Data excerpts:
****************************************
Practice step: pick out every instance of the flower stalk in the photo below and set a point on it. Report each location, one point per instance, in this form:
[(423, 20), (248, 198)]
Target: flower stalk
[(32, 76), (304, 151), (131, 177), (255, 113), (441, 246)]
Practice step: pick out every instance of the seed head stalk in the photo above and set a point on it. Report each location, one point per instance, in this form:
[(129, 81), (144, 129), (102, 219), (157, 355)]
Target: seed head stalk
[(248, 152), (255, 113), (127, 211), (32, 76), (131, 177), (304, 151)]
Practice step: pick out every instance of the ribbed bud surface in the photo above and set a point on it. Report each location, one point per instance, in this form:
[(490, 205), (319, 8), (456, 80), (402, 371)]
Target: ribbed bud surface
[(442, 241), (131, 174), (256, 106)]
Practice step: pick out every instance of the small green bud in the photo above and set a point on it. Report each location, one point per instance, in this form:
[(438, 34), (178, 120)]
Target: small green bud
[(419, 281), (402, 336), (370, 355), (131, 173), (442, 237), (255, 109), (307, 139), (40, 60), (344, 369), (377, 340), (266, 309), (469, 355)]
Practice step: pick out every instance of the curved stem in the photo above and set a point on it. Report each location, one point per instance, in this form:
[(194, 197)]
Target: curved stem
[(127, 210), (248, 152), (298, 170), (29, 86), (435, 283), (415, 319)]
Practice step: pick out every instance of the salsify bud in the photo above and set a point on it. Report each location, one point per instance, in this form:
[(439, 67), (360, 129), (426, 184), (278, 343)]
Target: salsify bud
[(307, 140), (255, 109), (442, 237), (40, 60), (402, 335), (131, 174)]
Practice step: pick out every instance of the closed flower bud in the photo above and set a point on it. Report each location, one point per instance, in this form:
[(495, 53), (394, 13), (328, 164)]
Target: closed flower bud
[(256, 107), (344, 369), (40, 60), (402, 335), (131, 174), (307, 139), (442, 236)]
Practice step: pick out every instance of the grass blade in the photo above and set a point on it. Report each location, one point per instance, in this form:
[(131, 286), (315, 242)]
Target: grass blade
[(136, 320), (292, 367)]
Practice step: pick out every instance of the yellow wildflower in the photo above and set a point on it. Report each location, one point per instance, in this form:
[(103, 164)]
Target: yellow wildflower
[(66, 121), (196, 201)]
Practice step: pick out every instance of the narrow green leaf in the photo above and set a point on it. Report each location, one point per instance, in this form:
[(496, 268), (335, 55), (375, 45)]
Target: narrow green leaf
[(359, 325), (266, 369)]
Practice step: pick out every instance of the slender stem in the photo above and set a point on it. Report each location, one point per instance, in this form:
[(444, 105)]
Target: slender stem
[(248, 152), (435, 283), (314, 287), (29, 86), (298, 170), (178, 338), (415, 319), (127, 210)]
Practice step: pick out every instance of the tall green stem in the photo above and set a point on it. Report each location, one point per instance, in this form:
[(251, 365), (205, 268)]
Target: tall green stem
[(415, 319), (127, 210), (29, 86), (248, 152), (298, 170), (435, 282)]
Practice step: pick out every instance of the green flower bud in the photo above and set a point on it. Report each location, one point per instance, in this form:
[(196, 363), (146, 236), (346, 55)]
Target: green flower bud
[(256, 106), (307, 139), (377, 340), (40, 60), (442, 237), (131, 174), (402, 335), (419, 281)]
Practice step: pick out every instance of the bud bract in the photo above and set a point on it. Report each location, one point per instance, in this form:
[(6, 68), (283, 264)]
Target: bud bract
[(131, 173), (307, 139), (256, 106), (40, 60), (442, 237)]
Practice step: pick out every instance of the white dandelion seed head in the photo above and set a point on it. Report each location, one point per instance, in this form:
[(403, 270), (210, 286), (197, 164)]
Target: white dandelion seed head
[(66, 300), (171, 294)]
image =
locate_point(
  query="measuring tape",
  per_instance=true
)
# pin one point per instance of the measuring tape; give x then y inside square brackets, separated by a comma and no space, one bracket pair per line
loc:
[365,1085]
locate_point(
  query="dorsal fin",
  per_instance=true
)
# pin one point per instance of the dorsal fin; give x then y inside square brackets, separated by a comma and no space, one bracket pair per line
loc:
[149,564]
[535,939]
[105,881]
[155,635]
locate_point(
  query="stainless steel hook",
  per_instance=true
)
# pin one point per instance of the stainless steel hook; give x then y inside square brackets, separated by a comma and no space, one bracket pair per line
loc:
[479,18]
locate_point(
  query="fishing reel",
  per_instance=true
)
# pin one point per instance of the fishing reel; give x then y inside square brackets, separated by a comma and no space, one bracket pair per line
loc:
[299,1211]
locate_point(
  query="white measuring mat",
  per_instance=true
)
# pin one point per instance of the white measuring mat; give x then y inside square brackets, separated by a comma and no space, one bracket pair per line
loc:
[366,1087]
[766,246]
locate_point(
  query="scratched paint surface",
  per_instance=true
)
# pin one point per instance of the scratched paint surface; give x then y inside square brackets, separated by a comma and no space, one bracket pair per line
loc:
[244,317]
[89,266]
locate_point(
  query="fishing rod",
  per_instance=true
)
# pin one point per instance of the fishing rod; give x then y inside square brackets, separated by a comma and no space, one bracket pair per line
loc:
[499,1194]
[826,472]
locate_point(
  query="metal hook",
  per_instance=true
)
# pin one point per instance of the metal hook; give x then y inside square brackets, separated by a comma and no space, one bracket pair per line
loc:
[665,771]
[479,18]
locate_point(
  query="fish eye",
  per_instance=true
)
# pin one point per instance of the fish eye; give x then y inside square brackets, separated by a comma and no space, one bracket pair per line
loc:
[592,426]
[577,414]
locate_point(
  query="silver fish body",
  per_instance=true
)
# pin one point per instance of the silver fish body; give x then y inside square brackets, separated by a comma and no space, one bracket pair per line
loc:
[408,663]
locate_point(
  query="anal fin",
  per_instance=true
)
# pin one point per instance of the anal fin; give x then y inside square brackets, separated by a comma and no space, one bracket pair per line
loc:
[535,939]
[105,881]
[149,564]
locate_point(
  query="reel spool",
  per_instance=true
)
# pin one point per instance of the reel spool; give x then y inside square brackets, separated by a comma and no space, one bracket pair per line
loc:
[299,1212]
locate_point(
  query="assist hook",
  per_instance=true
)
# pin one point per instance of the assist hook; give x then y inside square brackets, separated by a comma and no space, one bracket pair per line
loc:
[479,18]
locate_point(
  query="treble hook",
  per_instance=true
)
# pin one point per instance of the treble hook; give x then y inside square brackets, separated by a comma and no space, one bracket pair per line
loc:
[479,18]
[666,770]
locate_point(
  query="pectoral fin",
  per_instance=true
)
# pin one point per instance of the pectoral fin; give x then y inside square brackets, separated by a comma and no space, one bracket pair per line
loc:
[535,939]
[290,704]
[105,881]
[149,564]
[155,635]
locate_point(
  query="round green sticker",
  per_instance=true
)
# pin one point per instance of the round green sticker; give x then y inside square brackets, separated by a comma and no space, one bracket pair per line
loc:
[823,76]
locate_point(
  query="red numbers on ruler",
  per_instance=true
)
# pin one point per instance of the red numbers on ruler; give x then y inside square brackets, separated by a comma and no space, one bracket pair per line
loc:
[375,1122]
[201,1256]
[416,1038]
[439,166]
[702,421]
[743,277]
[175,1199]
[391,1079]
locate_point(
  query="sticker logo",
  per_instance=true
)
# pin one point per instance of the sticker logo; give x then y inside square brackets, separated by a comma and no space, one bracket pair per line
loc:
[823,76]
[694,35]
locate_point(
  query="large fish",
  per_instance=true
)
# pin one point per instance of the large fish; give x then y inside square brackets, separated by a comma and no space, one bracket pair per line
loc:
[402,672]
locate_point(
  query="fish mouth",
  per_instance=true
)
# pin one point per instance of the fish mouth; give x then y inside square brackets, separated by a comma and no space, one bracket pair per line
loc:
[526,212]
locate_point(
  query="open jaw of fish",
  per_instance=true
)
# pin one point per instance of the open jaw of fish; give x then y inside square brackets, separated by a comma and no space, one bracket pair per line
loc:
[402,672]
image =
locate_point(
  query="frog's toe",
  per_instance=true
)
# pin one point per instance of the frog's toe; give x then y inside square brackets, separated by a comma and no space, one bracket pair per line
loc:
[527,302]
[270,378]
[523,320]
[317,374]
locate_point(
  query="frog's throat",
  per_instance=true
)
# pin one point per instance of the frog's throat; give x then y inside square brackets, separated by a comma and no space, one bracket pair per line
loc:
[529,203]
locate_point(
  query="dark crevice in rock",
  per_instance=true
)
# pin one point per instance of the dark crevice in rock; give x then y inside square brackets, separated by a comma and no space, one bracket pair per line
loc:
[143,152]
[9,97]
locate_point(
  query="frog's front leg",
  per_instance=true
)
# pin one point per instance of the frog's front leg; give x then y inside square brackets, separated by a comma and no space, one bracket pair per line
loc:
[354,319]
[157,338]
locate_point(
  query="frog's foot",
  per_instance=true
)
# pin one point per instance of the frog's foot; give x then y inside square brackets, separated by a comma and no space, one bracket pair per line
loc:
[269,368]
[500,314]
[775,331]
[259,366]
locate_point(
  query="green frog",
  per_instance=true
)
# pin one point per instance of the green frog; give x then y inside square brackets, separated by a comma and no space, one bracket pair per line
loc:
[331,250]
****************************************
- _Work instructions_: Task for the records above: copy every line in which the word "foot" occurs.

- _Response to the task_:
  query="frog's foot",
# pin one point per instance of the frog's foot; give x then y inside square brackets, separated by a comma and no space, one bracket pair per line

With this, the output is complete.